- **Dataset**
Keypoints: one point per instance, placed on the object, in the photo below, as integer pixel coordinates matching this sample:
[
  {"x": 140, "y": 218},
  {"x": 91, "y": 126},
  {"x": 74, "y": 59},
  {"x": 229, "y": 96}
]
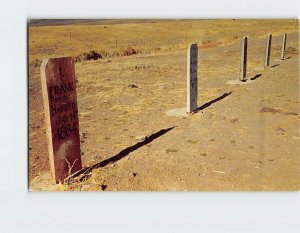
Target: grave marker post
[
  {"x": 268, "y": 50},
  {"x": 61, "y": 116},
  {"x": 192, "y": 79},
  {"x": 243, "y": 62}
]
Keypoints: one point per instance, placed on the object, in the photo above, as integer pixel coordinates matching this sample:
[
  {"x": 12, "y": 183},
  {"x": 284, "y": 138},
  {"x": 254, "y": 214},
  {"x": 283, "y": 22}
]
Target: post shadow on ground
[
  {"x": 211, "y": 102},
  {"x": 255, "y": 77},
  {"x": 84, "y": 173}
]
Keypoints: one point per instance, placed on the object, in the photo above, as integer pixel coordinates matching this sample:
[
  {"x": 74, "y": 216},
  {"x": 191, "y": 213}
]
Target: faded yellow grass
[{"x": 155, "y": 37}]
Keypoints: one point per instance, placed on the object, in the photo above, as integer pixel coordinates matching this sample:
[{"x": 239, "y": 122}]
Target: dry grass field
[{"x": 244, "y": 138}]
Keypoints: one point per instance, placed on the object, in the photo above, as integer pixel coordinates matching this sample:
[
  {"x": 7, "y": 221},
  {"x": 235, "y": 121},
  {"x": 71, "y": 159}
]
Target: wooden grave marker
[
  {"x": 192, "y": 79},
  {"x": 243, "y": 62},
  {"x": 61, "y": 116}
]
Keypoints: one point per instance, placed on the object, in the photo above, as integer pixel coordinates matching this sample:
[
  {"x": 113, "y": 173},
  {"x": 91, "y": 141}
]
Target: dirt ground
[{"x": 243, "y": 138}]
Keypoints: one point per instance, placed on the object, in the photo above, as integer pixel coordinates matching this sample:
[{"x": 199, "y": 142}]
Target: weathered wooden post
[
  {"x": 268, "y": 50},
  {"x": 243, "y": 63},
  {"x": 283, "y": 46},
  {"x": 61, "y": 116},
  {"x": 192, "y": 80}
]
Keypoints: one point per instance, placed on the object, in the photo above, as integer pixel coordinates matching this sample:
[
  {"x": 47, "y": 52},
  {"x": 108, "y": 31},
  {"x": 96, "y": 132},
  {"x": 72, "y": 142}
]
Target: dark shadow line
[
  {"x": 255, "y": 77},
  {"x": 274, "y": 65},
  {"x": 211, "y": 102},
  {"x": 120, "y": 155}
]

- **The exercise**
Return to the listing above and set it down exactly, leaving out its pictures.

- **Correct result**
Keypoints: one point per instance, placed on the object, in the photo below, as integer pixel coordinates matching this sample:
[
  {"x": 140, "y": 218},
  {"x": 91, "y": 126},
  {"x": 74, "y": 59},
  {"x": 229, "y": 96}
]
Target: grave marker post
[
  {"x": 268, "y": 50},
  {"x": 61, "y": 116},
  {"x": 192, "y": 79},
  {"x": 243, "y": 62}
]
Keypoints: one point per instance, placed on the object, in the photo above, as integer pixel coordinates matching this sample:
[
  {"x": 12, "y": 183},
  {"x": 284, "y": 138},
  {"x": 254, "y": 214},
  {"x": 283, "y": 22}
]
Target: post shadow on ground
[
  {"x": 211, "y": 102},
  {"x": 255, "y": 77},
  {"x": 84, "y": 173}
]
Keypoints: one point per instance, placed on the object, in the photo above, as integer pixel coordinates matching this sample:
[
  {"x": 74, "y": 216},
  {"x": 191, "y": 213}
]
Target: faded yellow grass
[{"x": 155, "y": 37}]
Keypoints: one point per instance, placed on the object, in the photo above, as integer pixel coordinates matching this sample:
[{"x": 239, "y": 122}]
Target: dry grass field
[{"x": 244, "y": 138}]
Keypoints: one point per instance, placed on the object, in the photo above, as integer pixel coordinates matching this sample:
[
  {"x": 7, "y": 221},
  {"x": 235, "y": 121},
  {"x": 71, "y": 159}
]
Target: wooden grave marker
[
  {"x": 192, "y": 79},
  {"x": 243, "y": 62},
  {"x": 61, "y": 116}
]
Keypoints: one point per instance, placed on the object, in the photo above, as integer pixel coordinates matching this sample:
[
  {"x": 113, "y": 173},
  {"x": 91, "y": 141}
]
Target: dirt ground
[{"x": 243, "y": 138}]
Keypoints: one point per instance, placed on the object, in the photo above, as integer pixel coordinates matching this sample:
[{"x": 199, "y": 142}]
Target: weathered wooden post
[
  {"x": 268, "y": 50},
  {"x": 243, "y": 63},
  {"x": 283, "y": 46},
  {"x": 61, "y": 116},
  {"x": 192, "y": 80}
]
Keypoints: one point per instance, placed on the object, in the photo above, as integer pixel coordinates matching this sample:
[
  {"x": 47, "y": 52},
  {"x": 108, "y": 31},
  {"x": 96, "y": 132},
  {"x": 72, "y": 142}
]
Target: dark shadow line
[
  {"x": 255, "y": 77},
  {"x": 274, "y": 65},
  {"x": 211, "y": 102},
  {"x": 120, "y": 155}
]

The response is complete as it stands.